══ Extracted information

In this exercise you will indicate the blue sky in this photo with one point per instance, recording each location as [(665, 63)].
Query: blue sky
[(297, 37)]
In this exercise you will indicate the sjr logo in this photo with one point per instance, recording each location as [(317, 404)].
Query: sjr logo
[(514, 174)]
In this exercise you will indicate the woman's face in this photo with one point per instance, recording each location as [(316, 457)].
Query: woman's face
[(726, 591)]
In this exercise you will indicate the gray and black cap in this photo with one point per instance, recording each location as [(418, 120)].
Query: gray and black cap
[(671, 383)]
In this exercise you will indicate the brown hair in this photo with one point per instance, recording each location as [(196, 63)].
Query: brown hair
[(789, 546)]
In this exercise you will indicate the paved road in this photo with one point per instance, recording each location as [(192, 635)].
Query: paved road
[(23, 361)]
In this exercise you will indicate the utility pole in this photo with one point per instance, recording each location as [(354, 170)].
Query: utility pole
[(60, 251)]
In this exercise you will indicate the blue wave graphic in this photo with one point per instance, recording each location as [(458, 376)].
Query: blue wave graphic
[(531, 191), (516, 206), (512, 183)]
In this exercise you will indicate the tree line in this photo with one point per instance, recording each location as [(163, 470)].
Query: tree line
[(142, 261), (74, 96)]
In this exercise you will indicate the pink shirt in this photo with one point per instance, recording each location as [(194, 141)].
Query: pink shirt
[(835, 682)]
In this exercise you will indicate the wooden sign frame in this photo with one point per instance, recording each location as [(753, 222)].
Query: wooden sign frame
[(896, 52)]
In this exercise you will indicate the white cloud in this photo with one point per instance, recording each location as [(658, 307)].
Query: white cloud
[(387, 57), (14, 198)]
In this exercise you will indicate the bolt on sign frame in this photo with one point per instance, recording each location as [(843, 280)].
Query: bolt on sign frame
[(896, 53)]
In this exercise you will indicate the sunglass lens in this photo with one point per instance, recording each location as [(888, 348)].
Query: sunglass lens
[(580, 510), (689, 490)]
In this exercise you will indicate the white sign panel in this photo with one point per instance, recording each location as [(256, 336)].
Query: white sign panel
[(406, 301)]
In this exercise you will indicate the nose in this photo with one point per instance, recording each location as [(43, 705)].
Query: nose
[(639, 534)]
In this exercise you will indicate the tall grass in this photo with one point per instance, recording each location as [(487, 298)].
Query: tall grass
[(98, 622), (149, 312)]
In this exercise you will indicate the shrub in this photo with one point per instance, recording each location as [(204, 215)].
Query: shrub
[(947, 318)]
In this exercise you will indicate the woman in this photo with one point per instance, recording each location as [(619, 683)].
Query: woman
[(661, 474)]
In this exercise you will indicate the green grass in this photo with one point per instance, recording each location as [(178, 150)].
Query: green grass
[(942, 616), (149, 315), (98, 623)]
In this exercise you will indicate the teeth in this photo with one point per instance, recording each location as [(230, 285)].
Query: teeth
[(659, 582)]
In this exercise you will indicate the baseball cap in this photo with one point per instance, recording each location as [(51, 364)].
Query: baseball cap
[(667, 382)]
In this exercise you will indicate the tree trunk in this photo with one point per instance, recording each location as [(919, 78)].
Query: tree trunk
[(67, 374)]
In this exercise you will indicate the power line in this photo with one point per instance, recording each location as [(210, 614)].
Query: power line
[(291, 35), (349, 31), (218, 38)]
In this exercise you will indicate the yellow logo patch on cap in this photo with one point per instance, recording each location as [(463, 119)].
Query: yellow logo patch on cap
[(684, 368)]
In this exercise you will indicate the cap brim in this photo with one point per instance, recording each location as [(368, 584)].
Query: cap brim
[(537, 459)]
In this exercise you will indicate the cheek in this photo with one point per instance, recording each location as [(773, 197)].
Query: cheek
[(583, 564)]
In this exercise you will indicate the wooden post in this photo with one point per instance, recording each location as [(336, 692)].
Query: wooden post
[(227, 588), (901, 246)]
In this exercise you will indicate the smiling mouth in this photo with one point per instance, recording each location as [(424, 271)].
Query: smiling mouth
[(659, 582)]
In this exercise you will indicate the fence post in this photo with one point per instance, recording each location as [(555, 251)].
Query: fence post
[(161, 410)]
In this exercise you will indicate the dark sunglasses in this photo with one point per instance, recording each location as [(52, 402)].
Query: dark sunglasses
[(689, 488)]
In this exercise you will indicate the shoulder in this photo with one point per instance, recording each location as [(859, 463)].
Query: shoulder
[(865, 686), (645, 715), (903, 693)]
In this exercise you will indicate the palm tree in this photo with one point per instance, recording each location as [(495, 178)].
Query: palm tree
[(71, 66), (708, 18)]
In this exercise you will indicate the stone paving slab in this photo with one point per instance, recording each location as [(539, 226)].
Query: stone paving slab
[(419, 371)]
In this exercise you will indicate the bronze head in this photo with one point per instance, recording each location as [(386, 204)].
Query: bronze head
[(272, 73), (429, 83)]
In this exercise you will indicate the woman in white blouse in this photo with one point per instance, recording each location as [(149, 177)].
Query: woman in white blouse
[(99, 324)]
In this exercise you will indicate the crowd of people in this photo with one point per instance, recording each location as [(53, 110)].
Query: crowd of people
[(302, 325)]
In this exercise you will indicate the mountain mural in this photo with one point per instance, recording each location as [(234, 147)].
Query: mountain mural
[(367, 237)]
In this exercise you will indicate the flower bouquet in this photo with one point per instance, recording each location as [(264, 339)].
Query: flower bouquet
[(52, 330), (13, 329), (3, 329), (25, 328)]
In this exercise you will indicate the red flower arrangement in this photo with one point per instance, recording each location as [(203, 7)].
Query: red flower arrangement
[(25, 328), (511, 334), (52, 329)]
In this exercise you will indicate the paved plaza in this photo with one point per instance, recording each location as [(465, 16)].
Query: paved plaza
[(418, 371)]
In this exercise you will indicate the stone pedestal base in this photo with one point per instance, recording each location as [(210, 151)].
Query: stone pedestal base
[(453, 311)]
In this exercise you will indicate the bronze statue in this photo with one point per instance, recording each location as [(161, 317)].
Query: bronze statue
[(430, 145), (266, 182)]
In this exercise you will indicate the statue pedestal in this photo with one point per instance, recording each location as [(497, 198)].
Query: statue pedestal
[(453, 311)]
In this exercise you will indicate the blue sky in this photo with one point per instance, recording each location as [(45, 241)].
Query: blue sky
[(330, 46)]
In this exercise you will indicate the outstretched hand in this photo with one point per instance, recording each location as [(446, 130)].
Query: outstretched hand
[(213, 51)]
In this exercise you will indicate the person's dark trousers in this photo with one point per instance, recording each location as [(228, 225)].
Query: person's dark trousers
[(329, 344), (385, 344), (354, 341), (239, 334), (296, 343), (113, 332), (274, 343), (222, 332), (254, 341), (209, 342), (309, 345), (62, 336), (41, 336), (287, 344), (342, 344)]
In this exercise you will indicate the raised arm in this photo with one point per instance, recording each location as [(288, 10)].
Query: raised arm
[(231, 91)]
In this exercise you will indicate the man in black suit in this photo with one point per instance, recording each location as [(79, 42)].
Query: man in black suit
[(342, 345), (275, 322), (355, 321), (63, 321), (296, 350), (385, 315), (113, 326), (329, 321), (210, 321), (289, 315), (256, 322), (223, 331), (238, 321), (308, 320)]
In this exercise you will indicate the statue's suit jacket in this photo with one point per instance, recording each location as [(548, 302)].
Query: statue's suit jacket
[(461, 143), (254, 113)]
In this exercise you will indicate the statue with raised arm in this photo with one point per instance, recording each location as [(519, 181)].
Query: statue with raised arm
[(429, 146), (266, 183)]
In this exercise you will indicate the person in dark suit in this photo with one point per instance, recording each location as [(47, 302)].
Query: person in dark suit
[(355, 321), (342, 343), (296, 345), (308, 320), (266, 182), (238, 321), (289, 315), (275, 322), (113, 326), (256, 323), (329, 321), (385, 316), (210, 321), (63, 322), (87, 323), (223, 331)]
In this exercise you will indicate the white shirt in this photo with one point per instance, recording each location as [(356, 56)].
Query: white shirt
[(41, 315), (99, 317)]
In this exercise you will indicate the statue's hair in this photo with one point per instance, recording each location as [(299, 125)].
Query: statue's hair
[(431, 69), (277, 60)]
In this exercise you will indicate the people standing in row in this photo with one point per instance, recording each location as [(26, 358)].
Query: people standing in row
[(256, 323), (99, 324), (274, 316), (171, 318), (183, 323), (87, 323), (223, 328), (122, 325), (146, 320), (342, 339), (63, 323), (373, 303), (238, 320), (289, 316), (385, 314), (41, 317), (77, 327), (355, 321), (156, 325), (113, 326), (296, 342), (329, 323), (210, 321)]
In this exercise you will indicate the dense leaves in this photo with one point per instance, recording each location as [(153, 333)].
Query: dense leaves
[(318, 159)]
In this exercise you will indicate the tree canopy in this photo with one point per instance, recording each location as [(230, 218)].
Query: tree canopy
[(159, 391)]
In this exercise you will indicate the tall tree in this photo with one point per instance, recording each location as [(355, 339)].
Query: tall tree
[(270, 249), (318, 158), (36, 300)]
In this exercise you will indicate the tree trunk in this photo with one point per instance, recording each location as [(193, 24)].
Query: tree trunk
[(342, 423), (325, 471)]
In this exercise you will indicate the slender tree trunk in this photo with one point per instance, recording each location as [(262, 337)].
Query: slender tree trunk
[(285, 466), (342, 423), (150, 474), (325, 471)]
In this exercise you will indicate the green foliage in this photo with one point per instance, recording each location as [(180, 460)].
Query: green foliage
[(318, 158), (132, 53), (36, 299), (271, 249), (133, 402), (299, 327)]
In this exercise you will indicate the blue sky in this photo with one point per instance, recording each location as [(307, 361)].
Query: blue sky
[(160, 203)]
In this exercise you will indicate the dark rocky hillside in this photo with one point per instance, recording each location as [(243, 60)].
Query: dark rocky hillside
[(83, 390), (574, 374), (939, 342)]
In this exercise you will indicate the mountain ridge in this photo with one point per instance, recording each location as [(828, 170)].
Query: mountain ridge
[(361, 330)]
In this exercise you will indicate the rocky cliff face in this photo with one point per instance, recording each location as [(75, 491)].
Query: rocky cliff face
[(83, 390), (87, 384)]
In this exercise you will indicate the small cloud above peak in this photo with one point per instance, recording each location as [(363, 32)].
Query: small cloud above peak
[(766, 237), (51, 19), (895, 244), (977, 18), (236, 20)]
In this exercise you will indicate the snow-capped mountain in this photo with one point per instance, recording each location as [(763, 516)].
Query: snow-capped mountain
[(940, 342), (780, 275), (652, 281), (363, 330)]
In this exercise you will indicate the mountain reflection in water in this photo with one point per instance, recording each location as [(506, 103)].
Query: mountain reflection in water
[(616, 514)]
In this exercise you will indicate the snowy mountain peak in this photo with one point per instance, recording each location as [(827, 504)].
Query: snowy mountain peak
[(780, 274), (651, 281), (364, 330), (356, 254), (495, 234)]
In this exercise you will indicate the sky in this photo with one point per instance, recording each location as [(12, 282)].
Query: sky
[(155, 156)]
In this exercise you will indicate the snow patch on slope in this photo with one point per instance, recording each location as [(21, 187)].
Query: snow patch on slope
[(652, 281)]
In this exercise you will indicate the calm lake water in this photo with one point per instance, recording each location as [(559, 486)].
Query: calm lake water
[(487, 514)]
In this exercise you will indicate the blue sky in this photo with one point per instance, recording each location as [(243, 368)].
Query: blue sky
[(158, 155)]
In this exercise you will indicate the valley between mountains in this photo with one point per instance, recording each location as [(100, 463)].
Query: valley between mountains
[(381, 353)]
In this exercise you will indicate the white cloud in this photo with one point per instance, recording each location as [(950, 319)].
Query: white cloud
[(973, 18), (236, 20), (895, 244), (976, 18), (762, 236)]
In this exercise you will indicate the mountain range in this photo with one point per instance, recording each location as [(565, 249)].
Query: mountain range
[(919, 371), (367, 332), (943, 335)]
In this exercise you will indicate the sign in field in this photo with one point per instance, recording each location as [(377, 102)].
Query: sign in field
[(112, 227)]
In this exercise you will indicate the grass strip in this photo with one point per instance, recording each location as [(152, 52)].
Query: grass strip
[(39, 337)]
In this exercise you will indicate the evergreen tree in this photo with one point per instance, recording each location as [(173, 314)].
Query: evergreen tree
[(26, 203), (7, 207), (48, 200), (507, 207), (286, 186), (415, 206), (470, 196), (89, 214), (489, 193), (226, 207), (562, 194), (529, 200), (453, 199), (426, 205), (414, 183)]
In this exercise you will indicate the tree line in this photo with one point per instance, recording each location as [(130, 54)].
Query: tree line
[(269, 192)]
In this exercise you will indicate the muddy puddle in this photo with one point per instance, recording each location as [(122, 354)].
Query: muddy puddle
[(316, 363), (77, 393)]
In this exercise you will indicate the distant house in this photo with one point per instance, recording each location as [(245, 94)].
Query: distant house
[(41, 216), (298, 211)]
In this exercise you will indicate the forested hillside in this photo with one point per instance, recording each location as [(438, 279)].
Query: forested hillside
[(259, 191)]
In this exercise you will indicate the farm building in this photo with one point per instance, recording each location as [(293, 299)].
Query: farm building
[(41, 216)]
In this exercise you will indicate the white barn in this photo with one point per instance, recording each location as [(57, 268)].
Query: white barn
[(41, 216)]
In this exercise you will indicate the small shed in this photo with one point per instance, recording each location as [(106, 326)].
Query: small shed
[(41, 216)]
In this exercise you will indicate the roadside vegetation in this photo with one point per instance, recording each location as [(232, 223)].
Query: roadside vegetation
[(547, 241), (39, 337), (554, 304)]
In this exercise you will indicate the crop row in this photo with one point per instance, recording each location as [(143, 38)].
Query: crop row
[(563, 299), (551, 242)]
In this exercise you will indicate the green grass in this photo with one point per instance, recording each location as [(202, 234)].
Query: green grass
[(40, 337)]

════

**What to produce**: Starting with the line containing "In this exercise you will indicate the flower" and going on through the line containing "[(52, 330), (13, 329), (3, 329), (25, 328)]", write out only those lines again in full, with every coordinate in the answer lists multiplied by 2.55 and rounded to the nearest whole number, halves rounded up. Leave the sample coordinates inside the sentence unchanged.

**Response**:
In this exercise you will indicate the flower bouquet in this photo with one point per instance, recording each location as [(264, 339)].
Query: flower bouquet
[(133, 842), (33, 839), (8, 839), (64, 836)]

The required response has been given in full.